*TESTO FORNITO*.
* * * * * * *

«Operatori e operatrici della salute non dovrebbero essere coinvolte in tale sistema discriminante e degradante per l’essere umano,» scrivono le ONG impegnate nel soccorso in mare sul Protocollo Italia-Albania. «Il ruolo dei medici non è la selezione ma la cura,» le fa eco il presidente della federazione dei medici (FNOMCeO). Queste parole risuonano come un grido di dignità. Medici, infermieri, psicologi e soccorritori, mossi dal valore universalista che guida la loro professione, si rifiutano di obbedire alla disumanità del governo contro i migranti. Si sottraggono così alle indegne procedure di selezione in mare.
La loro presa di posizione è una potente fonte di ispirazione: mostra come ciascuno, partendo dal proprio ruolo nella società, può contribuire alla solidarietà e alla lotta. Rifiutarsi di essere complici della banalità dell’oppressione e sabotarne i meccanismi è un gesto di civiltà a cui tutti, nel nostro quotidiano, siamo chiamati e a cui possiamo rispondere. È un gesto che apre a nuove possibilità.

* * * * * * *

*I DATI*.
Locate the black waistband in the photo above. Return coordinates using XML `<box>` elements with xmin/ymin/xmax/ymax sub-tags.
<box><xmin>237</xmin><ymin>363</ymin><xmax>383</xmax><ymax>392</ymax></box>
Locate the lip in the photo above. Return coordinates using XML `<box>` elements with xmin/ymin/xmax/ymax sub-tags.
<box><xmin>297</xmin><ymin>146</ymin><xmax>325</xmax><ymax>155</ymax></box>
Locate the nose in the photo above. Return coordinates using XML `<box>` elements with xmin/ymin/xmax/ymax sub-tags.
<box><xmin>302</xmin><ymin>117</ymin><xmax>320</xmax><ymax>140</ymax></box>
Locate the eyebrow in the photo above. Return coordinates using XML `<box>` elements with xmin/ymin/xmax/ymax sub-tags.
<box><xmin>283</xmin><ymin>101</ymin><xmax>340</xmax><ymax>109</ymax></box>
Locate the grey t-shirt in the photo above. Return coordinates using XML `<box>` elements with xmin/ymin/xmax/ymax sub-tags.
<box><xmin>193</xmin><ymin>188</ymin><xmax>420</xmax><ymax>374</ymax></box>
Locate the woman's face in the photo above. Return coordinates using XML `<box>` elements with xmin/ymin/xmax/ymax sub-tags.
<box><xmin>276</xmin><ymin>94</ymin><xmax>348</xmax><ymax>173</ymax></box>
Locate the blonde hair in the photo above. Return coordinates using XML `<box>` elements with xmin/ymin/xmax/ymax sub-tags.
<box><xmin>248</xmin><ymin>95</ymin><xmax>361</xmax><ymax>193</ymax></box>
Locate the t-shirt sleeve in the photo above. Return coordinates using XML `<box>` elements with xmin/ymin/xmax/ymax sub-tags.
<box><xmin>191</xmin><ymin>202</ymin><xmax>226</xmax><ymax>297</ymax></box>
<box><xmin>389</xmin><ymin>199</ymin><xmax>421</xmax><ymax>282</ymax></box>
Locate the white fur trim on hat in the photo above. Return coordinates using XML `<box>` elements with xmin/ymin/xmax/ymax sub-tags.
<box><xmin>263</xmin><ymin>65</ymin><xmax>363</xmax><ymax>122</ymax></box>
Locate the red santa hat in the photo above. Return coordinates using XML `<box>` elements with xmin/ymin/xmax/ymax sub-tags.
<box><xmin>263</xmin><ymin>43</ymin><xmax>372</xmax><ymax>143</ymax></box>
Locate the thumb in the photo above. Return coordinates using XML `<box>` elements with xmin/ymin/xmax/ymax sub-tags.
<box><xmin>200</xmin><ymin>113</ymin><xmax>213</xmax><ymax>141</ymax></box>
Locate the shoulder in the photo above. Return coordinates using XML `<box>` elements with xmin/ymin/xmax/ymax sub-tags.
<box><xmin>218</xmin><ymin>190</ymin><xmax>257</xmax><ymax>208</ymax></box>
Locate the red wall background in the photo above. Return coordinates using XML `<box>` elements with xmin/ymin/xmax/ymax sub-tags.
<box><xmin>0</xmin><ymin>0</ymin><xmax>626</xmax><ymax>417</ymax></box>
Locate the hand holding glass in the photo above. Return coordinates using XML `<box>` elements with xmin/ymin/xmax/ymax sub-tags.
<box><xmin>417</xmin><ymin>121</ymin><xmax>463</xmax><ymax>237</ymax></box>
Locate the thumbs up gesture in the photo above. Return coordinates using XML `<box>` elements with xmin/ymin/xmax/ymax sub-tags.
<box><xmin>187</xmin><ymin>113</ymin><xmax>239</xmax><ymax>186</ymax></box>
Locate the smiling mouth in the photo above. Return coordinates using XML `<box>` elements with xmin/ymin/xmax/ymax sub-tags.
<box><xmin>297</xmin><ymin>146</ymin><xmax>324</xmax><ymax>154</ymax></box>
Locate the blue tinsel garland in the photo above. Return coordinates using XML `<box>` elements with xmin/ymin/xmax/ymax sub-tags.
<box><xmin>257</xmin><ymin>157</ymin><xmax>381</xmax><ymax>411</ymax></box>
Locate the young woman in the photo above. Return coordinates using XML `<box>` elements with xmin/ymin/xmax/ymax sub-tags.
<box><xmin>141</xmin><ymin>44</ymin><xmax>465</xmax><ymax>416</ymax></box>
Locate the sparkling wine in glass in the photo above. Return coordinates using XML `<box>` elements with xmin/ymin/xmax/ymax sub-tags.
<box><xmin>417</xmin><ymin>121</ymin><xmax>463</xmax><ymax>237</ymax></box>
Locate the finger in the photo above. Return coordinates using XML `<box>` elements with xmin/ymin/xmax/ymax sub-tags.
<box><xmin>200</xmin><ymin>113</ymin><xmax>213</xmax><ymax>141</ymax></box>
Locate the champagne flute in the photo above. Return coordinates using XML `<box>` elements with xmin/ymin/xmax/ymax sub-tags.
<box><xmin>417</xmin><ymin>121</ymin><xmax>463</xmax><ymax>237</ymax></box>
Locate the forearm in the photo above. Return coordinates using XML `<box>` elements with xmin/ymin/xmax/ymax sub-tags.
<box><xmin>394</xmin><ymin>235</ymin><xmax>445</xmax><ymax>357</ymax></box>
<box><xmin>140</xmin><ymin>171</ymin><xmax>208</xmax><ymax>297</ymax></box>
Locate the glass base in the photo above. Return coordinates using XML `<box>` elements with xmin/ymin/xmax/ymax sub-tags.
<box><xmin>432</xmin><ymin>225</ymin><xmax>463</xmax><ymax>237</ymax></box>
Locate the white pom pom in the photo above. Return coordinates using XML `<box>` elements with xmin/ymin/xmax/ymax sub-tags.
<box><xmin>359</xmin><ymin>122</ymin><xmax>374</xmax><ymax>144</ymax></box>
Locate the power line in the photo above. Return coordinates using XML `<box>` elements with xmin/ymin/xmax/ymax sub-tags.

* * * * * * *

*DA FARE*.
- a) Cambia "solidarietà" in "giustizia" nel passo del testo sul Protocollo Italia-Albania che comincia con "La loro presa" e termina con "a nuove possibilità.", e riporta quel passo per intero.
- b) Nel testo sul Protocollo Italia-Albania, che cosa afferma il presidente della FNOMCeO sul ruolo dei medici?
- c) Riprendi il testo sul Protocollo Italia-Albania e proseguilo dopo la sua ultima frase.

*RISULTATI DEI COMPITI*.
- a)
La loro presa di posizione è una potente fonte di ispirazione: mostra come ciascuno, partendo dal proprio ruolo nella società, può contribuire alla giustizia e alla lotta. Rifiutarsi di essere complici della banalità dell’oppressione e sabotarne i meccanismi è un gesto di civiltà a cui tutti, nel nostro quotidiano, siamo chiamati e a cui possiamo rispondere. È un gesto che apre a nuove possibilità.

- b) Afferma che il ruolo dei medici non è la selezione ma la cura.

- c)
Non è un caso se proprio medici e infermieri, in questi ultimi giorni, sono scesi in sciopero (con l’85% di adesione) e si sono posti in prima fila nella battaglia per i propri diritti come lavoratori, da tempo compromessi da politiche sanitarie indecenti, ulteriormente aggravati dalla Manovra del governo. Perché un governo che è contro i migranti, non può che essere anche contro i lavoratori.